__Task data__:
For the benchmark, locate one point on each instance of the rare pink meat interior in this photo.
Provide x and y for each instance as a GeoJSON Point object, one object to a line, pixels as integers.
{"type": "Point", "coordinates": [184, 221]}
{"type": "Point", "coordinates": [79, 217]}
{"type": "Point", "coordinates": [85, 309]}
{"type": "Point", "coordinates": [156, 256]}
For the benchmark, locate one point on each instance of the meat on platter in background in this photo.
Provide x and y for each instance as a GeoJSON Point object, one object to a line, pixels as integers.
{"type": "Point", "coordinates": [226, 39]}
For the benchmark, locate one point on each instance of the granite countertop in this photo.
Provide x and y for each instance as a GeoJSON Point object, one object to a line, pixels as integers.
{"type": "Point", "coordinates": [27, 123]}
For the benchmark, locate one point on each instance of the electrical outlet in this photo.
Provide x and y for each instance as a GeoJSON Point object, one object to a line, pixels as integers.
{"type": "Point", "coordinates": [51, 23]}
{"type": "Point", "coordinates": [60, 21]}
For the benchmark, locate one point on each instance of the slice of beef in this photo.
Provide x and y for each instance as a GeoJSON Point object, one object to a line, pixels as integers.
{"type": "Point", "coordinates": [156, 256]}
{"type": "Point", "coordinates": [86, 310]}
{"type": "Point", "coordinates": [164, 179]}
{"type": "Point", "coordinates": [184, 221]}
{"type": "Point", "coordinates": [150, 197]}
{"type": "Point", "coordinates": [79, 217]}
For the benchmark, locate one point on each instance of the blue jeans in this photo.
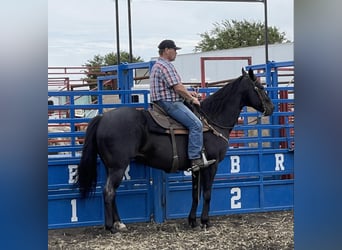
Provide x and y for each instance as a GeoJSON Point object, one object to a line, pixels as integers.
{"type": "Point", "coordinates": [182, 114]}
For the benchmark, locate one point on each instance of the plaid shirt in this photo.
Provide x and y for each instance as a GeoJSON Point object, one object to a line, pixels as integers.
{"type": "Point", "coordinates": [163, 77]}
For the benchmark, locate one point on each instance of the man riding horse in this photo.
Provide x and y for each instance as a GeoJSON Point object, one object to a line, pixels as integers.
{"type": "Point", "coordinates": [168, 92]}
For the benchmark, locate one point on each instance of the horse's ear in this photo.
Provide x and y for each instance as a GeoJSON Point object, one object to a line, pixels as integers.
{"type": "Point", "coordinates": [251, 73]}
{"type": "Point", "coordinates": [243, 71]}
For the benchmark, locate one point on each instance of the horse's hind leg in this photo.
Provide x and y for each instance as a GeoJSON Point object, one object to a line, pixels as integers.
{"type": "Point", "coordinates": [112, 218]}
{"type": "Point", "coordinates": [195, 199]}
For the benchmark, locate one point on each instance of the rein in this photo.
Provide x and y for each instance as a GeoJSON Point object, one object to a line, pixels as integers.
{"type": "Point", "coordinates": [210, 123]}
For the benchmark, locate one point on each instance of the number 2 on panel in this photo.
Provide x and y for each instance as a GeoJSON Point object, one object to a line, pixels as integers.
{"type": "Point", "coordinates": [74, 217]}
{"type": "Point", "coordinates": [235, 198]}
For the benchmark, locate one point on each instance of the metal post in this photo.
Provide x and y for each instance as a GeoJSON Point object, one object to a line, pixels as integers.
{"type": "Point", "coordinates": [130, 59]}
{"type": "Point", "coordinates": [117, 31]}
{"type": "Point", "coordinates": [266, 32]}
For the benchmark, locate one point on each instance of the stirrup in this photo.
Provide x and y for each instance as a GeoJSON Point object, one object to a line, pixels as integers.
{"type": "Point", "coordinates": [206, 163]}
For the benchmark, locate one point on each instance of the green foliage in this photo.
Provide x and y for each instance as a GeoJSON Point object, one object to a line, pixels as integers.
{"type": "Point", "coordinates": [93, 67]}
{"type": "Point", "coordinates": [237, 34]}
{"type": "Point", "coordinates": [111, 59]}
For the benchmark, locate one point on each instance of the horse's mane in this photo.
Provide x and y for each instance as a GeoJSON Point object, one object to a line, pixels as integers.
{"type": "Point", "coordinates": [215, 103]}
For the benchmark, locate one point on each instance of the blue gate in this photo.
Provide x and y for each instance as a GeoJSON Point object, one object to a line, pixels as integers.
{"type": "Point", "coordinates": [256, 174]}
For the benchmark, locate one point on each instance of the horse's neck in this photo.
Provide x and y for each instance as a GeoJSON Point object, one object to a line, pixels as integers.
{"type": "Point", "coordinates": [228, 115]}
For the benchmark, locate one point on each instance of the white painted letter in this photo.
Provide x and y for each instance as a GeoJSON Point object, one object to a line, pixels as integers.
{"type": "Point", "coordinates": [126, 175]}
{"type": "Point", "coordinates": [236, 196]}
{"type": "Point", "coordinates": [72, 173]}
{"type": "Point", "coordinates": [235, 164]}
{"type": "Point", "coordinates": [279, 162]}
{"type": "Point", "coordinates": [73, 211]}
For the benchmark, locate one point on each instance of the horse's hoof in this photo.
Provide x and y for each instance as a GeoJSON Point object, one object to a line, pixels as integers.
{"type": "Point", "coordinates": [112, 230]}
{"type": "Point", "coordinates": [194, 225]}
{"type": "Point", "coordinates": [119, 226]}
{"type": "Point", "coordinates": [206, 225]}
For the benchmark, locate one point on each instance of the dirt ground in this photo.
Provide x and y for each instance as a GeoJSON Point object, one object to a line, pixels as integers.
{"type": "Point", "coordinates": [271, 230]}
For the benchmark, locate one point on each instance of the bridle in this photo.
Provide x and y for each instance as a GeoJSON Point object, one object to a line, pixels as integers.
{"type": "Point", "coordinates": [212, 124]}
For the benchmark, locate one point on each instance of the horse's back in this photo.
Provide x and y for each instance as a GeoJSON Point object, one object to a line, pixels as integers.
{"type": "Point", "coordinates": [121, 126]}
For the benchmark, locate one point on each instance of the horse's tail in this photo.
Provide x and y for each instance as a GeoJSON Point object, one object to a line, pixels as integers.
{"type": "Point", "coordinates": [87, 169]}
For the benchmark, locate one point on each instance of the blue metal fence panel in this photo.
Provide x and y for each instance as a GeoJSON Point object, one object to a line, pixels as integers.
{"type": "Point", "coordinates": [253, 177]}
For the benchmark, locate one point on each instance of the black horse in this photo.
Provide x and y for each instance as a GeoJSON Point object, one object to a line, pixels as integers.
{"type": "Point", "coordinates": [123, 134]}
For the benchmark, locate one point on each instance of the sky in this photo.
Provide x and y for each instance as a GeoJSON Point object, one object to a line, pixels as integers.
{"type": "Point", "coordinates": [80, 29]}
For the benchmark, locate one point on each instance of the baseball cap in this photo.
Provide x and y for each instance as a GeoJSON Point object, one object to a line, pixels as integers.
{"type": "Point", "coordinates": [168, 44]}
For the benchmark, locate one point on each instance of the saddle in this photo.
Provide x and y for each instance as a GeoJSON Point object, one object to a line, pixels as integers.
{"type": "Point", "coordinates": [167, 125]}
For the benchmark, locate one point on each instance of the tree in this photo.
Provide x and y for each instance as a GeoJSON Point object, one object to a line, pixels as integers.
{"type": "Point", "coordinates": [237, 34]}
{"type": "Point", "coordinates": [93, 67]}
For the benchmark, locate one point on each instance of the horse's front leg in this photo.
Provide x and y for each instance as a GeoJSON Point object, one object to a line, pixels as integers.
{"type": "Point", "coordinates": [207, 184]}
{"type": "Point", "coordinates": [195, 199]}
{"type": "Point", "coordinates": [112, 218]}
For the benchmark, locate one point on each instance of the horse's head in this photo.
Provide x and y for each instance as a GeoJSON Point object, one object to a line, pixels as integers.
{"type": "Point", "coordinates": [257, 97]}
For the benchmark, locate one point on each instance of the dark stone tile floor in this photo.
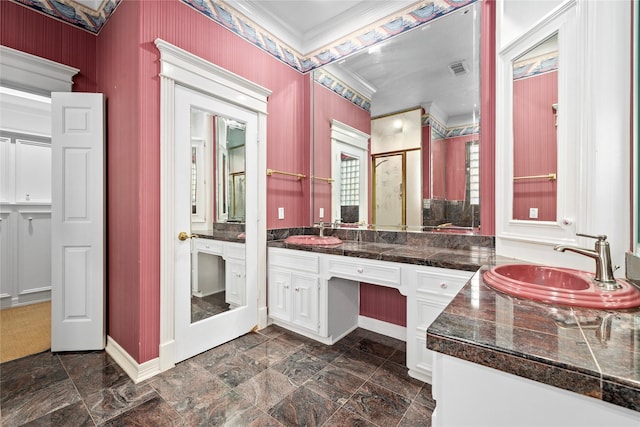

__What needs to be done__:
Pick out every line in the rows above that contains the string "meat" and copy each one. Case matters.

__Result of the exercise__:
For the benchmark, locate one point on each instance of the rare pink meat interior in this photo.
For the benchmark, locate one point on each instance of the meat on platter in background in this photo.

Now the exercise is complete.